## What the exercise asks
Rescale the entries below by reproducing every line, requests included, with each point coordinate in the answers multiplied by 1.55 and rounded to the nearest whole number, halves rounded up. Leave the sample coordinates in the requests unchanged, and omit the pictures from your response.

## Records for this task
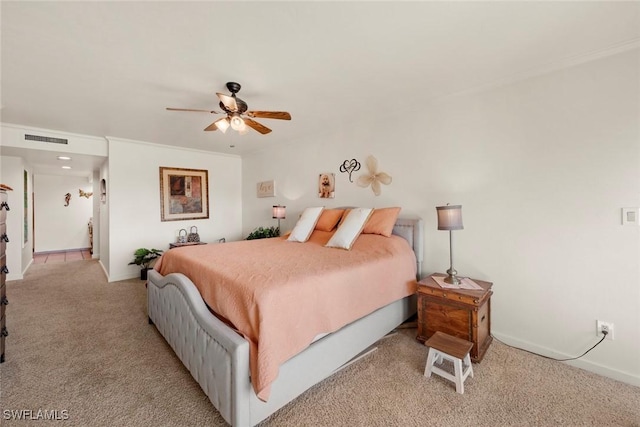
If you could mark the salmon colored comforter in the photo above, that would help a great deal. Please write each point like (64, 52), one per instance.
(280, 295)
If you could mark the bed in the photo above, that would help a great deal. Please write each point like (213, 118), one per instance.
(222, 360)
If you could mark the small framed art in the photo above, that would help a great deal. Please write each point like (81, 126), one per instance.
(184, 194)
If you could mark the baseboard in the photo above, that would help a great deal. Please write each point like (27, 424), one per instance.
(596, 368)
(61, 251)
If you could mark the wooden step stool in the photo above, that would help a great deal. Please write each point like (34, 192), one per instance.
(443, 346)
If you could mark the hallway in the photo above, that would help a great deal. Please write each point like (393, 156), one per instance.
(49, 257)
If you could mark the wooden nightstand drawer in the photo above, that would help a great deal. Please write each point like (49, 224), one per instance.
(461, 313)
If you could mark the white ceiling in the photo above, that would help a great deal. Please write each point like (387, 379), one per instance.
(111, 68)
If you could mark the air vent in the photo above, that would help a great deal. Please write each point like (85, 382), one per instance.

## Output below
If you could mark the salmon colored comforter in the photo above, that would help a great deal. Please write each point like (64, 52), one per instance.
(434, 457)
If you could mark the bed in the photo above, that would help a great deal. Please write each point like (213, 118), one per instance.
(344, 558)
If you could mark the small framed art in the photo above, that would help a great deal. Please write each point like (81, 126), one per instance.
(285, 301)
If you could mark the baseboard in the photo above, that would help a great deal. Please write each point like (27, 424), one per instance.
(924, 570)
(95, 389)
If you could mark the wooden step stool in the photo above, that would help a great deal. Please write each point like (34, 192), one per instance.
(687, 536)
If you could mark the hallway in the photo above, that would help a great deal. Please write each point like (393, 156), one per instance.
(76, 398)
If you could mark the wooden nightstand drawer in the photo above, that would help a great deal. Please write each point like (49, 224), one per instance.
(715, 485)
If you could mark the white ceiling in the photo above, that would help a great deal. Please write each point like (387, 379), one per instance.
(172, 105)
If you could mark the air vent in the photo above, that would help a great deal. Please write each point like (85, 382), one per instance.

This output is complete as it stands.